------ RECORDS FOR THE TASK ------
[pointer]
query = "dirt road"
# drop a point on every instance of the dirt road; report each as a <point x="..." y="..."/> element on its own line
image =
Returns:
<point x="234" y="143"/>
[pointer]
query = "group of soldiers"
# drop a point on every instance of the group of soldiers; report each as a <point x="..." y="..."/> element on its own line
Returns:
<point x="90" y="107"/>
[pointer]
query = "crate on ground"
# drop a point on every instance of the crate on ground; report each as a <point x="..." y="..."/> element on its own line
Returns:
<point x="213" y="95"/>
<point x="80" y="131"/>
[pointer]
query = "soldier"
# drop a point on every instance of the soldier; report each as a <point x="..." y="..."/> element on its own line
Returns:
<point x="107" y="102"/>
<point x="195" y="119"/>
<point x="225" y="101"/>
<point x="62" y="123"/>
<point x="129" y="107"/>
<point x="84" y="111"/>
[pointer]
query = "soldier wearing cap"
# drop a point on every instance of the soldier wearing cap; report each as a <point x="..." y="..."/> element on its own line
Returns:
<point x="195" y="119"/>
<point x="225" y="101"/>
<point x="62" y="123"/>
------
------ RECORDS FOR THE TASK ------
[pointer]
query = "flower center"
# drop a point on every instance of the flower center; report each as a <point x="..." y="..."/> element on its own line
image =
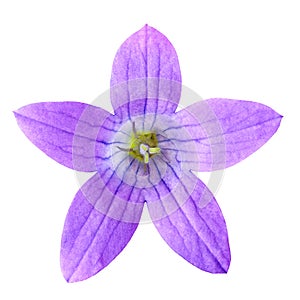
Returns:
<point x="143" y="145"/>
------
------ RECORDS FOR THE TASK ------
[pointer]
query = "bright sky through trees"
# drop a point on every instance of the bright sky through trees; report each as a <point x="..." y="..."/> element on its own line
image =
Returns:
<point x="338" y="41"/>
------
• **SET PROBLEM**:
State how many lines in the dataset items above contain the word "group". Give only the number.

• **EXERCISE SOLUTION**:
2